# What you should do:
Reproduce the rows between the lines holding "label: lattice transmission tower" and "top-left (208, 253), bottom-right (257, 291)", inclusive, substituting "excavator cabin" for "excavator cab" and changing nothing else.

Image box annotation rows
** START **

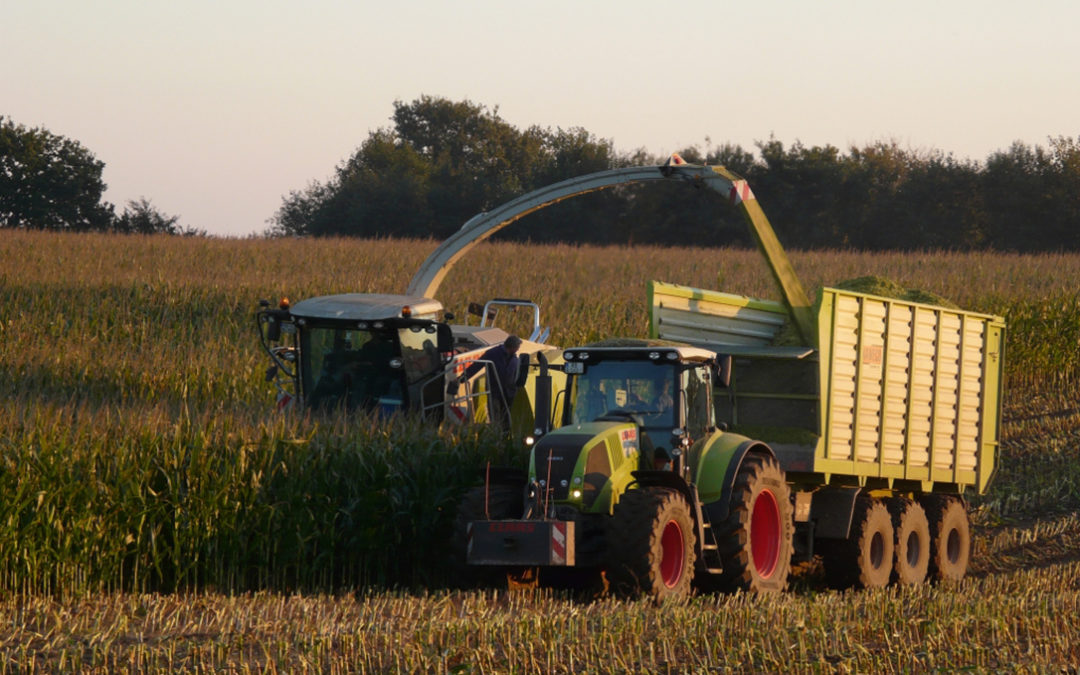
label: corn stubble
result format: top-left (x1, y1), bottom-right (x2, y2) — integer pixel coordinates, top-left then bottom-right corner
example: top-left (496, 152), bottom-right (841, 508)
top-left (0, 232), bottom-right (1080, 673)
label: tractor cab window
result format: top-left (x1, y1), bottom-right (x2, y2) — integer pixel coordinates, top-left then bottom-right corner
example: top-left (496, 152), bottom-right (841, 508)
top-left (681, 366), bottom-right (714, 438)
top-left (568, 361), bottom-right (677, 435)
top-left (300, 326), bottom-right (404, 409)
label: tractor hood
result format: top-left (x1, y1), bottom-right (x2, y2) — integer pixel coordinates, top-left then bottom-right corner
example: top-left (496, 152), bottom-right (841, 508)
top-left (529, 421), bottom-right (642, 513)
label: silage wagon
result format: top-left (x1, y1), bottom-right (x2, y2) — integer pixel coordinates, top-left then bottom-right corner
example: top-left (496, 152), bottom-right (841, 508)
top-left (449, 157), bottom-right (1005, 597)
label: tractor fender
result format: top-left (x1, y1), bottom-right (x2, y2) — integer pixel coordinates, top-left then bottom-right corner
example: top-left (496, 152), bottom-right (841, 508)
top-left (697, 433), bottom-right (777, 522)
top-left (631, 471), bottom-right (705, 562)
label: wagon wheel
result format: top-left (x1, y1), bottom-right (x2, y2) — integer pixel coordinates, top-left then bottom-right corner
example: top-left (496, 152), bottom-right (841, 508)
top-left (923, 497), bottom-right (971, 581)
top-left (824, 497), bottom-right (895, 589)
top-left (889, 499), bottom-right (930, 584)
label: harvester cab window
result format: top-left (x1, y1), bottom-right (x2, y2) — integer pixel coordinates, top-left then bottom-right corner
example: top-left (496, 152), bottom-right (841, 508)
top-left (681, 366), bottom-right (714, 438)
top-left (301, 326), bottom-right (404, 409)
top-left (397, 324), bottom-right (442, 384)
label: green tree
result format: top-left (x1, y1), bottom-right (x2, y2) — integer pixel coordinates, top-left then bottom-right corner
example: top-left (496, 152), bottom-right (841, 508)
top-left (112, 197), bottom-right (206, 237)
top-left (0, 117), bottom-right (113, 231)
top-left (268, 96), bottom-right (615, 238)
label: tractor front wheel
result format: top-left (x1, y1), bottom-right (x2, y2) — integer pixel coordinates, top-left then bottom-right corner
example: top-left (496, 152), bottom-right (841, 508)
top-left (607, 487), bottom-right (697, 600)
top-left (713, 455), bottom-right (795, 593)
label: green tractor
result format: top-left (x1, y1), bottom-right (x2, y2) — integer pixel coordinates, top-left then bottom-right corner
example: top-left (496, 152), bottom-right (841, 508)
top-left (457, 341), bottom-right (794, 598)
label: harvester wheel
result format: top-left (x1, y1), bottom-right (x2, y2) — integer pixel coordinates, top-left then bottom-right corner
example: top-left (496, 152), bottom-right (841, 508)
top-left (824, 498), bottom-right (895, 589)
top-left (608, 487), bottom-right (697, 600)
top-left (713, 455), bottom-right (795, 593)
top-left (450, 485), bottom-right (525, 586)
top-left (923, 497), bottom-right (971, 581)
top-left (889, 499), bottom-right (930, 584)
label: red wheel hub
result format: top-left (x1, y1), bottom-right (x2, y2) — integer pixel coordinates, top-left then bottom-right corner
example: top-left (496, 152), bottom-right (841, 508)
top-left (660, 521), bottom-right (686, 589)
top-left (750, 490), bottom-right (782, 579)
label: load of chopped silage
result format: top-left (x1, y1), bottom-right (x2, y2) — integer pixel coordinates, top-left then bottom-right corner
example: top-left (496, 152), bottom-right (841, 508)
top-left (772, 274), bottom-right (960, 347)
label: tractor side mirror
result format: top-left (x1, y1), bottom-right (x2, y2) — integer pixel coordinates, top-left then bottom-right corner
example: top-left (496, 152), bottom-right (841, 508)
top-left (435, 323), bottom-right (454, 354)
top-left (515, 354), bottom-right (529, 387)
top-left (716, 354), bottom-right (731, 389)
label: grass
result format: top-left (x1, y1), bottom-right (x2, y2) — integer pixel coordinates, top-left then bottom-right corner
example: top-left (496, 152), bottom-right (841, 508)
top-left (0, 232), bottom-right (1080, 673)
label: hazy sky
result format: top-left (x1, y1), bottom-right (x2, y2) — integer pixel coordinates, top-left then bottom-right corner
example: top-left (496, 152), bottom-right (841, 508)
top-left (0, 0), bottom-right (1080, 234)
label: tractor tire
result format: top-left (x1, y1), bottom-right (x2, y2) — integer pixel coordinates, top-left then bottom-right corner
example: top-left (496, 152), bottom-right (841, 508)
top-left (703, 455), bottom-right (795, 593)
top-left (824, 498), bottom-right (895, 589)
top-left (889, 499), bottom-right (930, 585)
top-left (449, 485), bottom-right (525, 586)
top-left (922, 497), bottom-right (971, 581)
top-left (607, 487), bottom-right (697, 602)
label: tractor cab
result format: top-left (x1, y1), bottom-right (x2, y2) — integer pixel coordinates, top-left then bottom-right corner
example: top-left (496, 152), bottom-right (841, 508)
top-left (258, 294), bottom-right (454, 414)
top-left (562, 346), bottom-right (715, 469)
top-left (516, 340), bottom-right (718, 514)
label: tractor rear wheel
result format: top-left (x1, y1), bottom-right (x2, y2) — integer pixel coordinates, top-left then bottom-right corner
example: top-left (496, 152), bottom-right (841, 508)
top-left (824, 498), bottom-right (895, 589)
top-left (607, 487), bottom-right (697, 600)
top-left (710, 455), bottom-right (795, 593)
top-left (889, 499), bottom-right (930, 584)
top-left (923, 497), bottom-right (971, 581)
top-left (450, 485), bottom-right (525, 586)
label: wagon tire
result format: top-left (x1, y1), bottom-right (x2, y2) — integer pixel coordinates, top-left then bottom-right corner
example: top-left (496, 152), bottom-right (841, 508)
top-left (823, 497), bottom-right (895, 589)
top-left (889, 499), bottom-right (930, 585)
top-left (923, 497), bottom-right (971, 581)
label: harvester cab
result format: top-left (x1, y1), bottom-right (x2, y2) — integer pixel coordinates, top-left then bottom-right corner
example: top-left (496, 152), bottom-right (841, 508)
top-left (258, 294), bottom-right (454, 413)
top-left (257, 293), bottom-right (551, 427)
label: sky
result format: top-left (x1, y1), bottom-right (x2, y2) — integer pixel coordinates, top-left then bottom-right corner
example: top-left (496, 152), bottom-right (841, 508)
top-left (0, 0), bottom-right (1080, 237)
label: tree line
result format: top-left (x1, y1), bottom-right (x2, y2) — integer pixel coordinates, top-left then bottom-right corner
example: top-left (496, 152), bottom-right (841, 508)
top-left (0, 116), bottom-right (205, 234)
top-left (0, 102), bottom-right (1080, 252)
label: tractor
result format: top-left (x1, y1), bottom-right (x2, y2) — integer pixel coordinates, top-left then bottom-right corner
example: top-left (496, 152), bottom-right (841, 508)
top-left (456, 340), bottom-right (793, 598)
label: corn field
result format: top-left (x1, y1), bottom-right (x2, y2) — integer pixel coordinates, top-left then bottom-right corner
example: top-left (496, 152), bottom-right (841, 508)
top-left (0, 231), bottom-right (1080, 673)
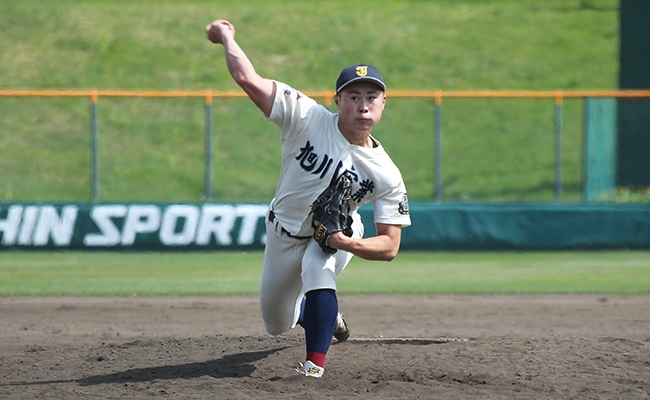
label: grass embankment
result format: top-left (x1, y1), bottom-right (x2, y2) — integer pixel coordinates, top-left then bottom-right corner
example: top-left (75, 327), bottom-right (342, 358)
top-left (0, 0), bottom-right (618, 202)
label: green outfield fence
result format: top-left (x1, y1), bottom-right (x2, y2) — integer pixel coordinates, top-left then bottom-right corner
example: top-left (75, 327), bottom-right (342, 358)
top-left (0, 90), bottom-right (650, 202)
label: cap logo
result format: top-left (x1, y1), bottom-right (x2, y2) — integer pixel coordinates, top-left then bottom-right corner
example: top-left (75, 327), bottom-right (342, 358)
top-left (356, 65), bottom-right (368, 76)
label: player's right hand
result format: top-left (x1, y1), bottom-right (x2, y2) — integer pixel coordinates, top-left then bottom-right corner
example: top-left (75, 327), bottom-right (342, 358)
top-left (205, 19), bottom-right (235, 43)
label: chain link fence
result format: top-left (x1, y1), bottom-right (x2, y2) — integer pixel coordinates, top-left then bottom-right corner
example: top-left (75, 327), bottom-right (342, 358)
top-left (0, 91), bottom-right (650, 203)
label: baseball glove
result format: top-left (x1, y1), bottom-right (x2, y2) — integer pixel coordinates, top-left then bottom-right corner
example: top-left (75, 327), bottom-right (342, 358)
top-left (311, 173), bottom-right (352, 254)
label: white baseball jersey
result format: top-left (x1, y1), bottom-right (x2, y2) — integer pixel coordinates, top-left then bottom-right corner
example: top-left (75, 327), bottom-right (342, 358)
top-left (267, 82), bottom-right (411, 236)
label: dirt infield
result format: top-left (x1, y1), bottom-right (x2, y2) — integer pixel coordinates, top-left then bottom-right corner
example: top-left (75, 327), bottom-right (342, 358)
top-left (0, 296), bottom-right (650, 399)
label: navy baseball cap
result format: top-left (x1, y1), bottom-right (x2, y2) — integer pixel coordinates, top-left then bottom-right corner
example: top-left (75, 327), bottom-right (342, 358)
top-left (336, 64), bottom-right (386, 93)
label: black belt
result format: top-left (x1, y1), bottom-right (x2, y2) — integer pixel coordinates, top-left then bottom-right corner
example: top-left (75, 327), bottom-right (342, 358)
top-left (269, 210), bottom-right (311, 240)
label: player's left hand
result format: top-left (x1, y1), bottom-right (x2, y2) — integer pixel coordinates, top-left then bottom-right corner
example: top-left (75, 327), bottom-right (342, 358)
top-left (205, 19), bottom-right (235, 43)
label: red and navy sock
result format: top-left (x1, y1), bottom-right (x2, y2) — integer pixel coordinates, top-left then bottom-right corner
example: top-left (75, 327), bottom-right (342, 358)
top-left (301, 289), bottom-right (339, 367)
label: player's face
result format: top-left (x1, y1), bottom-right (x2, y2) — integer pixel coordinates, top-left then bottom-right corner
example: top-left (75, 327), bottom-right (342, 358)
top-left (334, 82), bottom-right (386, 132)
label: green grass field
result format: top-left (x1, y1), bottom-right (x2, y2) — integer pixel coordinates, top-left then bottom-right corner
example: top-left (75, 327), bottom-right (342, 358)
top-left (0, 0), bottom-right (618, 203)
top-left (0, 251), bottom-right (650, 296)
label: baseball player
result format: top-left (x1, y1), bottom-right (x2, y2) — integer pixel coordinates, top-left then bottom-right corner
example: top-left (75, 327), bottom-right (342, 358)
top-left (206, 20), bottom-right (411, 378)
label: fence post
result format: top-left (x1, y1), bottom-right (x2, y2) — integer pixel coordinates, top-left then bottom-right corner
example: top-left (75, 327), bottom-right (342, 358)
top-left (205, 89), bottom-right (212, 201)
top-left (555, 90), bottom-right (563, 203)
top-left (90, 89), bottom-right (99, 202)
top-left (433, 90), bottom-right (442, 203)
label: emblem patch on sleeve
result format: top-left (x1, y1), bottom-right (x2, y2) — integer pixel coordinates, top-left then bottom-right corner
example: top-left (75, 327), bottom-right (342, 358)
top-left (398, 193), bottom-right (410, 215)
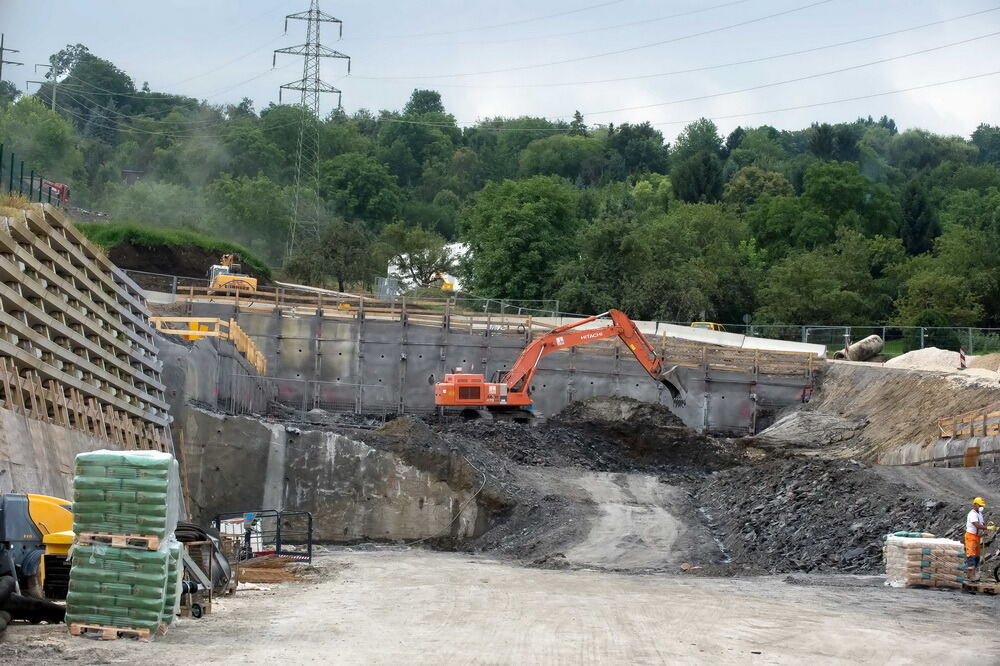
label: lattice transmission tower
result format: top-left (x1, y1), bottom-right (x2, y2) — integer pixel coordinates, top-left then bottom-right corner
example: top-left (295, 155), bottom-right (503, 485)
top-left (271, 0), bottom-right (351, 254)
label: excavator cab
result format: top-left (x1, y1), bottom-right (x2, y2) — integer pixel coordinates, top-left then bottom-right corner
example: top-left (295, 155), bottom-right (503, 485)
top-left (0, 493), bottom-right (73, 599)
top-left (434, 310), bottom-right (686, 418)
top-left (208, 253), bottom-right (257, 291)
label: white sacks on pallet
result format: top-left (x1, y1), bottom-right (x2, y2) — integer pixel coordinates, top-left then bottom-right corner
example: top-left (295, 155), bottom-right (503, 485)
top-left (885, 535), bottom-right (966, 588)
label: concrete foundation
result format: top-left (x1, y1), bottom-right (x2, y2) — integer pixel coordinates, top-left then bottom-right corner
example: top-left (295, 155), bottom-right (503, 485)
top-left (186, 303), bottom-right (813, 435)
top-left (178, 407), bottom-right (487, 543)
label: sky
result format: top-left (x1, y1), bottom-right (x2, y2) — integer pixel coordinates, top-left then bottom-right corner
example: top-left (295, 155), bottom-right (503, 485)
top-left (0, 0), bottom-right (1000, 141)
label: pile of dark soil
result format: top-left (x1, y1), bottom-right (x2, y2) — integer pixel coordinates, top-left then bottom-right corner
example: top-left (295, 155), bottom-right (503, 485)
top-left (360, 399), bottom-right (737, 567)
top-left (694, 458), bottom-right (966, 573)
top-left (433, 398), bottom-right (741, 474)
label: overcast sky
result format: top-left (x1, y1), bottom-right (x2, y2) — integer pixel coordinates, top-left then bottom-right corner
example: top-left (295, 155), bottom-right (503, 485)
top-left (0, 0), bottom-right (1000, 140)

** END **

# Output for this task:
label: lattice transmission tower
result format: top-left (x1, y1), bottom-right (x2, y2) — integer pixel coordinates, top-left then bottom-right corner
example: top-left (295, 155), bottom-right (503, 485)
top-left (271, 0), bottom-right (351, 254)
label: excavator cabin
result format: top-left (x1, y1), bottom-right (x2, y2) — integer pixel coordinates, top-left then bottom-right corner
example: top-left (295, 155), bottom-right (503, 485)
top-left (0, 493), bottom-right (73, 599)
top-left (434, 310), bottom-right (686, 418)
top-left (208, 253), bottom-right (257, 291)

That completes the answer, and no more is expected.